#### [DO THIS]
Rescale the rows from the start of the records through the row containing "[420,259,638,425]", both included, and reproduce all of them with the requests. Multiply every bounding-box coordinate in the answers by 1.8 and round each result to a whole number, rounding halves up.

* begin *

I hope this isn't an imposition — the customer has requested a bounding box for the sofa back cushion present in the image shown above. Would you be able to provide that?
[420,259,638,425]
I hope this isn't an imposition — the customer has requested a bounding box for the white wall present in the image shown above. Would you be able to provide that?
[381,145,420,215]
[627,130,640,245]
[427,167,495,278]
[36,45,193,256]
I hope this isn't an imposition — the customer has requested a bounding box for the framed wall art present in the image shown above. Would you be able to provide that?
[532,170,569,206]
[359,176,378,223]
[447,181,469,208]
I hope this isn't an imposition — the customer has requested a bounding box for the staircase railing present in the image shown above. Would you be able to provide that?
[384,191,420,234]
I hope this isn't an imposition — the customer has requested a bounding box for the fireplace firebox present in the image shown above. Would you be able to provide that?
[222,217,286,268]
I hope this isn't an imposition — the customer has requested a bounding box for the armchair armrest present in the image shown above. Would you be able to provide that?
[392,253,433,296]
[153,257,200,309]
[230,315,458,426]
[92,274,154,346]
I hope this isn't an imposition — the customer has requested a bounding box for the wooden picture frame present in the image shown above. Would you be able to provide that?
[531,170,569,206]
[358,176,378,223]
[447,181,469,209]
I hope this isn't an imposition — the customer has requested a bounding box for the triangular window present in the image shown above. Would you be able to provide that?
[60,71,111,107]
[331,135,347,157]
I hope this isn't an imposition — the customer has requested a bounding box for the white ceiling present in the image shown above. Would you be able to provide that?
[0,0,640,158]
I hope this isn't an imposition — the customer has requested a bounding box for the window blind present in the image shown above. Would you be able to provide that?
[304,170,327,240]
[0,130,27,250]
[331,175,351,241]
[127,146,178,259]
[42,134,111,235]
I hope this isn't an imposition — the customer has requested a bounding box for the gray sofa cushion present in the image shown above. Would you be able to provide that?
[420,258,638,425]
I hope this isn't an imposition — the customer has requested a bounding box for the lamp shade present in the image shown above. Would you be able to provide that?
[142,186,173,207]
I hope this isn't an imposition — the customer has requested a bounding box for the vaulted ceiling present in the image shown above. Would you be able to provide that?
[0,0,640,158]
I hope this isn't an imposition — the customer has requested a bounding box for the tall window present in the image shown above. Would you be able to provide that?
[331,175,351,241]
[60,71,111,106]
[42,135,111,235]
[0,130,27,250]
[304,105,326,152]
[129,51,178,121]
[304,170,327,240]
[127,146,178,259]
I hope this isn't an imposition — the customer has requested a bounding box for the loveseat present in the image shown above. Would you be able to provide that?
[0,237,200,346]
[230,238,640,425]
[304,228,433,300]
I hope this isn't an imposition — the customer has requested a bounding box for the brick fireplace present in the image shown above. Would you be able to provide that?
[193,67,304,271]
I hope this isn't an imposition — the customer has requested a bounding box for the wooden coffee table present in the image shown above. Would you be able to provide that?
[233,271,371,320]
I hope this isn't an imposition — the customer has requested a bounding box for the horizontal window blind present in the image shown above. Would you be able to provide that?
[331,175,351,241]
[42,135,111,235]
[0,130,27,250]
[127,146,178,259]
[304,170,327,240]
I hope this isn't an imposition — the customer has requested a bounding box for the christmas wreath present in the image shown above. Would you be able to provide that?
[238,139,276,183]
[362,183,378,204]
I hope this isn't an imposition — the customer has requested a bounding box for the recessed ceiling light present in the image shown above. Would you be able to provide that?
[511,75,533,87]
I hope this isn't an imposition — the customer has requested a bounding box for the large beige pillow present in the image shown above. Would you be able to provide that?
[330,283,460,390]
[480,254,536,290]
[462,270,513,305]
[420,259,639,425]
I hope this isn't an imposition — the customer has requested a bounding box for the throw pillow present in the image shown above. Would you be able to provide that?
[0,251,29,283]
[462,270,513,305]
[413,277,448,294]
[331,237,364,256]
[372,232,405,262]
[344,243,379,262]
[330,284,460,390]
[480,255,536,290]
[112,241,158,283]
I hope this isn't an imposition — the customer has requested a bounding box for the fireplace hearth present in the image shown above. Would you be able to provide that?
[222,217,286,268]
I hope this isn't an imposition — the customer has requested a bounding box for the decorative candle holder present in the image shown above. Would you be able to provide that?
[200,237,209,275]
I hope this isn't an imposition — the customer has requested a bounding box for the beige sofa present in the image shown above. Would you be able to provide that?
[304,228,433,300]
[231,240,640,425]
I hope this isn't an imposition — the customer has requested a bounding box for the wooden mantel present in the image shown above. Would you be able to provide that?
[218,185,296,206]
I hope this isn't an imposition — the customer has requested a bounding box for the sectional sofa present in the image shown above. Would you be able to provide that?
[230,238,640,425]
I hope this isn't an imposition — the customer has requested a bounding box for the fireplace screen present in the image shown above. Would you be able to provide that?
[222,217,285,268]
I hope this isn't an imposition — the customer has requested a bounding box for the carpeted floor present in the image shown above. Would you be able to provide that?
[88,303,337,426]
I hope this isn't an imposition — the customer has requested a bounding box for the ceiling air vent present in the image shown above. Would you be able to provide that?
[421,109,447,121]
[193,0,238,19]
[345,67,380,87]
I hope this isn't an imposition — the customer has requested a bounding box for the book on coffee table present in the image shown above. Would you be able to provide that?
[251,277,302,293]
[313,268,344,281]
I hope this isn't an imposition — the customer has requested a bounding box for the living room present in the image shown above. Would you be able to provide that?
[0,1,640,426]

* end *

#### [SOLUTION TO THIS EXERCISE]
I hope this isn't an imposition — the customer has requested a bounding box for the sofa back cushion present in the image shown above. Would you be able to provide that?
[756,466,1148,765]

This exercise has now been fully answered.